Contour labeling items:
******

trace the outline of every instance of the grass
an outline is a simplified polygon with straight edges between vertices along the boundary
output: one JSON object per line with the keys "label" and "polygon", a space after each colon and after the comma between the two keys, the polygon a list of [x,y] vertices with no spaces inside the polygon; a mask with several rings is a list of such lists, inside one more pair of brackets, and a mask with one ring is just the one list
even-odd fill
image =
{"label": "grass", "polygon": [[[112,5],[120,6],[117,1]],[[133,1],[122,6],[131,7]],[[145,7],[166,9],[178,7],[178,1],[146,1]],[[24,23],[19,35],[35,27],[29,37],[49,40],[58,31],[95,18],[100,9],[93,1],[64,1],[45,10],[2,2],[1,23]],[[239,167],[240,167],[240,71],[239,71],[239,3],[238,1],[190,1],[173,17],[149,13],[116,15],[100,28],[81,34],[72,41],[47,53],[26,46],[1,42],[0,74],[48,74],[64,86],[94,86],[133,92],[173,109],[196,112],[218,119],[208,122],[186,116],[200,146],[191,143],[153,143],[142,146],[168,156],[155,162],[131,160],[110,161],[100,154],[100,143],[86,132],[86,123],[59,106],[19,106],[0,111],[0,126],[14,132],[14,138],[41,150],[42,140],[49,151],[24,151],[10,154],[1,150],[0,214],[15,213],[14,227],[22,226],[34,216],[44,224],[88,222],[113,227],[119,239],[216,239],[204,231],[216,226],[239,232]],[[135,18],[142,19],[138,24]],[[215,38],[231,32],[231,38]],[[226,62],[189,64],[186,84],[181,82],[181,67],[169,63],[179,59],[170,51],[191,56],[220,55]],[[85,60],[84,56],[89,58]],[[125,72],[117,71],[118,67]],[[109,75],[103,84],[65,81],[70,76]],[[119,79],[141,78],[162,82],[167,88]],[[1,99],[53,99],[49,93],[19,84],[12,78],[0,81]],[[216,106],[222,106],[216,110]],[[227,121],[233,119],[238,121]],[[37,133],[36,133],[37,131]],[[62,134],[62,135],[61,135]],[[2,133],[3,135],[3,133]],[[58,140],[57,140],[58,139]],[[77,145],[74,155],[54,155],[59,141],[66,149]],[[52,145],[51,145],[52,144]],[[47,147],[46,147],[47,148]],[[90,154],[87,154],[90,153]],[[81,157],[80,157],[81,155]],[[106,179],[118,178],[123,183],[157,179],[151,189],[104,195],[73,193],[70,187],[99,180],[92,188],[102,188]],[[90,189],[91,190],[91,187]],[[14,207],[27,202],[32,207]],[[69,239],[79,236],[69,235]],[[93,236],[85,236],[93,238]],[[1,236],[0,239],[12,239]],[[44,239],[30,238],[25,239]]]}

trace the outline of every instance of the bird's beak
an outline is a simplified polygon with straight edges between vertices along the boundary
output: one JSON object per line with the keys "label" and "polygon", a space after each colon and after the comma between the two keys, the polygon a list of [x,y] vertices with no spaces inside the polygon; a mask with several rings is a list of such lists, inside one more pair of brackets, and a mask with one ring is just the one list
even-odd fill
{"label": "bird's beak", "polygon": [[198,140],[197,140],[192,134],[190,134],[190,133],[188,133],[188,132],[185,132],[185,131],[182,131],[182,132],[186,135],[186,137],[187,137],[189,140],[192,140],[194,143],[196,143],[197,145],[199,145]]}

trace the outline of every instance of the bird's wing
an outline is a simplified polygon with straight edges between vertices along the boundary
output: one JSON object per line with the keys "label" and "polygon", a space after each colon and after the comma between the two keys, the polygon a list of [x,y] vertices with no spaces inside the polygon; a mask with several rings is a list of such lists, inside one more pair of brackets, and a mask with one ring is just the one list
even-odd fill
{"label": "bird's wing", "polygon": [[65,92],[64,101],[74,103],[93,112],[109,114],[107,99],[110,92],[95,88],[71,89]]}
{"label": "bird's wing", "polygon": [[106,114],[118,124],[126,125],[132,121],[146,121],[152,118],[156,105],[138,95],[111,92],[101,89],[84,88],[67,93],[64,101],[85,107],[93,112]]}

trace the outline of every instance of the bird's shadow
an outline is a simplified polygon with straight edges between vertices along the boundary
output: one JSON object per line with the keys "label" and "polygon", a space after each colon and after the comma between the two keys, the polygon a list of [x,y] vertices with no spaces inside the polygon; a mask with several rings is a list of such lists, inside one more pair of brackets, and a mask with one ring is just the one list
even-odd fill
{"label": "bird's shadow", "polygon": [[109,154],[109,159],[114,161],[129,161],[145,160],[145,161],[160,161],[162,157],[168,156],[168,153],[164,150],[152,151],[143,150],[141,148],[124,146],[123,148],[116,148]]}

******

[What is required]: Rewrite the lines of the items from the one containing "trace the outline of every instance of the bird's shadow" through the end of the items, inclusive, swapping "even-odd fill" for "nonzero fill" and keeping everything else the same.

[Output for this exercise]:
trace the outline of every instance of the bird's shadow
an outline is a simplified polygon with straight edges between vertices along the boundary
output: one JSON object per line with the keys "label" and "polygon", a space after each colon and after the comma between the two keys, the polygon a list of [x,y] vertices with no spaces inside the polygon; a mask with several rings is a list of such lists, inside one more pair of brackets, and a mask with one ring is just the one list
nonzero fill
{"label": "bird's shadow", "polygon": [[109,154],[109,159],[114,161],[129,161],[145,160],[145,161],[160,161],[162,157],[168,156],[168,153],[164,150],[152,151],[143,150],[141,148],[124,146],[123,148],[116,148]]}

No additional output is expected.